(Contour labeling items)
>> begin

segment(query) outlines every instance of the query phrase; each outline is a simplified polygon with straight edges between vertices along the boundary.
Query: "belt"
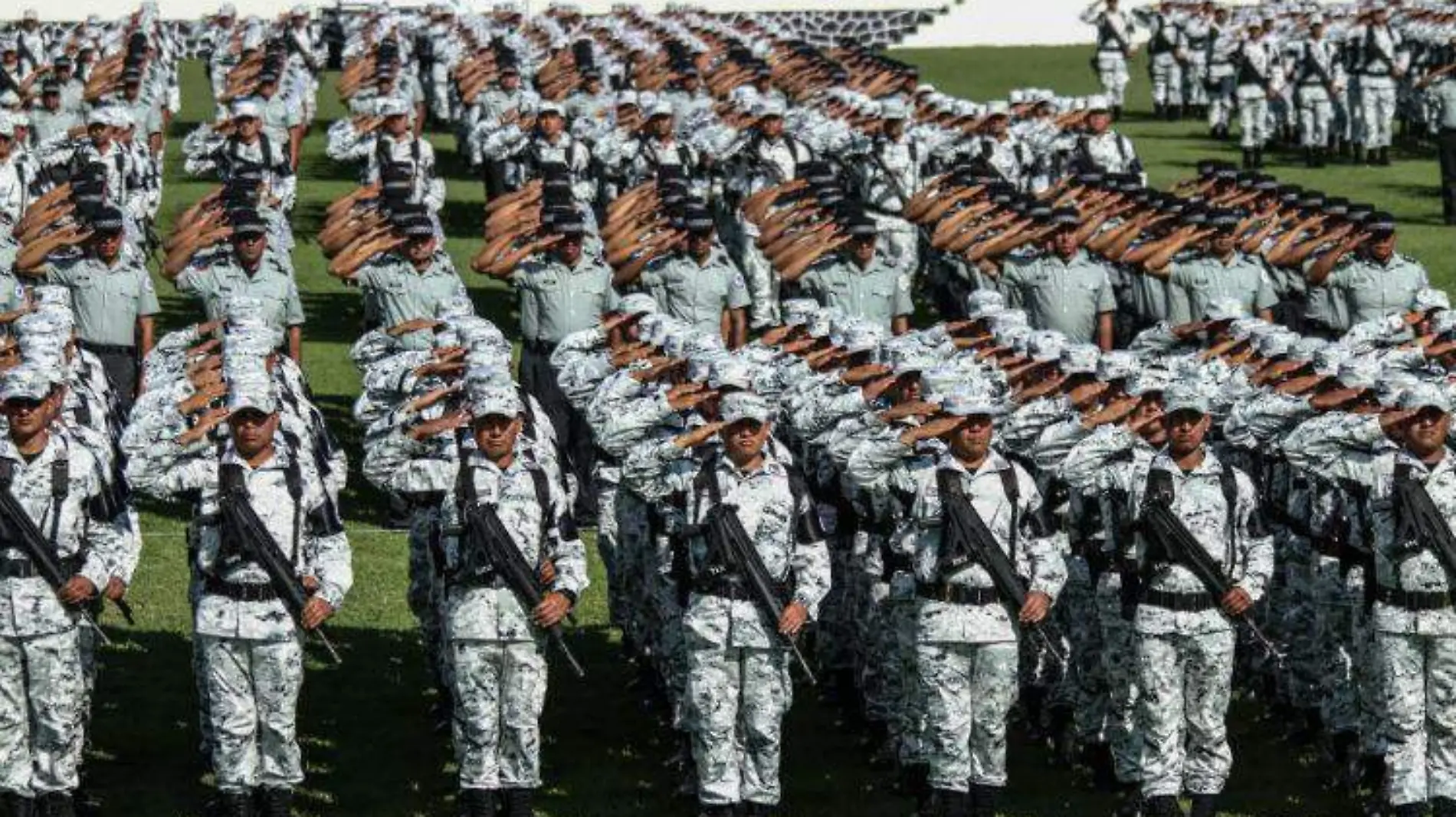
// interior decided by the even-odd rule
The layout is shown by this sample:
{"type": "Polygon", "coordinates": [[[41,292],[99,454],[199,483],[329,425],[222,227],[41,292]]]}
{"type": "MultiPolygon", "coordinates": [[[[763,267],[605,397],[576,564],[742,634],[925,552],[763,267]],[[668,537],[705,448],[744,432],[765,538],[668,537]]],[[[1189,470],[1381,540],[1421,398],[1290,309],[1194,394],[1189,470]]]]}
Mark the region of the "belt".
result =
{"type": "MultiPolygon", "coordinates": [[[[76,555],[60,559],[63,578],[70,578],[80,572],[86,556],[76,555]]],[[[0,578],[42,578],[41,569],[31,559],[0,559],[0,578]]]]}
{"type": "Polygon", "coordinates": [[[1162,590],[1144,590],[1142,603],[1175,613],[1201,613],[1219,606],[1213,593],[1165,593],[1162,590]]]}
{"type": "Polygon", "coordinates": [[[137,347],[122,347],[116,344],[93,344],[90,341],[82,341],[82,348],[89,352],[98,354],[137,354],[137,347]]]}
{"type": "Polygon", "coordinates": [[[1452,606],[1452,594],[1443,590],[1398,590],[1395,587],[1376,587],[1374,600],[1402,610],[1444,610],[1452,606]]]}
{"type": "Polygon", "coordinates": [[[930,601],[945,601],[946,604],[967,604],[976,607],[1000,601],[1000,594],[996,593],[994,587],[964,587],[961,584],[946,584],[943,581],[938,581],[935,584],[917,581],[914,583],[914,594],[920,599],[929,599],[930,601]]]}
{"type": "Polygon", "coordinates": [[[237,584],[214,577],[208,577],[202,583],[202,593],[233,601],[274,601],[278,599],[278,591],[271,584],[237,584]]]}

>> end

→ **THE TASK**
Arrange the lines above as a JSON list of strings, one string per line, omitting blank lines and leaving the picture out.

→ **ANSWER FOR THE TASK**
[
  "segment(query) outlines every instance of the query phrase; each outline is a simplified polygon with straight edges between vertices along the boundary.",
  "Query: \"belt\"",
  "// interior decided by the even-odd rule",
  "The layout is shown by this sample:",
  "{\"type\": \"Polygon\", \"coordinates\": [[[41,292],[99,454],[199,483],[329,425],[222,227],[41,292]]]}",
  "{\"type\": \"MultiPolygon\", \"coordinates\": [[[[763,267],[605,397],[576,564],[742,634],[925,552],[763,267]],[[668,537],[705,448],[744,432],[765,538],[668,537]]],[[[1189,470],[1381,540],[1421,398],[1290,309],[1194,394],[1189,470]]]]}",
  "Mark the region of the \"belt\".",
  "result =",
  "{\"type\": \"MultiPolygon\", \"coordinates\": [[[[76,555],[60,559],[63,578],[70,578],[80,572],[86,556],[76,555]]],[[[0,578],[42,578],[41,569],[31,559],[0,559],[0,578]]]]}",
  "{\"type\": \"Polygon\", \"coordinates\": [[[1162,590],[1144,590],[1142,603],[1175,613],[1201,613],[1219,606],[1213,593],[1165,593],[1162,590]]]}",
  "{\"type\": \"Polygon\", \"coordinates\": [[[137,347],[122,347],[116,344],[93,344],[90,341],[82,341],[82,348],[89,352],[98,354],[137,354],[137,347]]]}",
  "{\"type\": \"Polygon\", \"coordinates\": [[[1452,606],[1452,594],[1443,590],[1398,590],[1395,587],[1376,587],[1374,600],[1402,610],[1444,610],[1452,606]]]}",
  "{\"type\": \"Polygon\", \"coordinates\": [[[930,601],[945,601],[946,604],[967,604],[976,607],[1000,601],[1000,594],[996,593],[994,587],[964,587],[961,584],[946,584],[943,581],[938,581],[935,584],[917,581],[914,583],[914,594],[920,599],[929,599],[930,601]]]}",
  "{\"type\": \"Polygon\", \"coordinates\": [[[237,584],[214,577],[208,577],[202,583],[202,593],[233,601],[274,601],[278,599],[278,591],[271,584],[237,584]]]}"
]